* **Requirement**:
When you give the entries again, keep every word as it stands and drop the pictures.

* **Data supplied**:
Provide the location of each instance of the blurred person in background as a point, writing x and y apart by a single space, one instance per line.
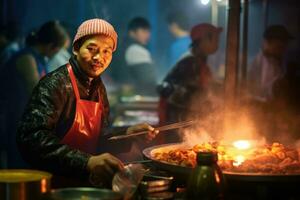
60 58
68 112
187 86
9 42
269 63
138 58
20 75
178 25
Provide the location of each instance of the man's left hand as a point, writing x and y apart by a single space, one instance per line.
152 132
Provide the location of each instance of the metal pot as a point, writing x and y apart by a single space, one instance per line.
83 193
23 184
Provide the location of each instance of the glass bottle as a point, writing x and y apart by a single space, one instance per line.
206 180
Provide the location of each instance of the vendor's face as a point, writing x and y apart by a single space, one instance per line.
95 54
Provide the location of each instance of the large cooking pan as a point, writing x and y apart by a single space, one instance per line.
182 173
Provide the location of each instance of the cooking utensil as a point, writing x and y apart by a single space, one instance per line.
126 181
160 129
82 193
23 184
181 173
155 182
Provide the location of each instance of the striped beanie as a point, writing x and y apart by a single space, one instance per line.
96 26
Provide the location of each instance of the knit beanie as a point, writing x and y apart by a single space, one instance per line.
96 26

* **Written answer**:
Provide the location of each instance of the blurred person in background as a point, writing x and y apart by a single space, one instance per line.
60 58
68 112
187 86
9 42
269 63
138 58
20 75
178 25
Provide the location of each instance of the man's left hand as a point, writing x and y apart by a single space, one instance per line.
152 132
Provide the location of each instance of the metal pot as a point, writing x and y apart by a single space, one instance per line.
83 193
23 184
Provide the location of each instance of the glass bottle as a point, writing x and y apart by a single space, one instance per line.
206 180
Provide the location of each instance of the vendor's face as a point, writing x and y apart by a single space, one instance per line.
95 54
Provide the location of each instance of the large cooking pan as a point, writing x and y apart by a single space, one instance per line.
182 173
Provide the location of each instance of the cooking utensil as a point, writing x and y apart by a single space, one instance per line.
126 181
160 129
82 193
23 184
181 173
155 182
Provide the location of each instance of the striped beanie as a point, writing x and y apart by a single space, one instance per line.
96 26
Provide the location of each instance of the knit beanie as a point, writing x and y apart by a single space, one instance per line.
96 26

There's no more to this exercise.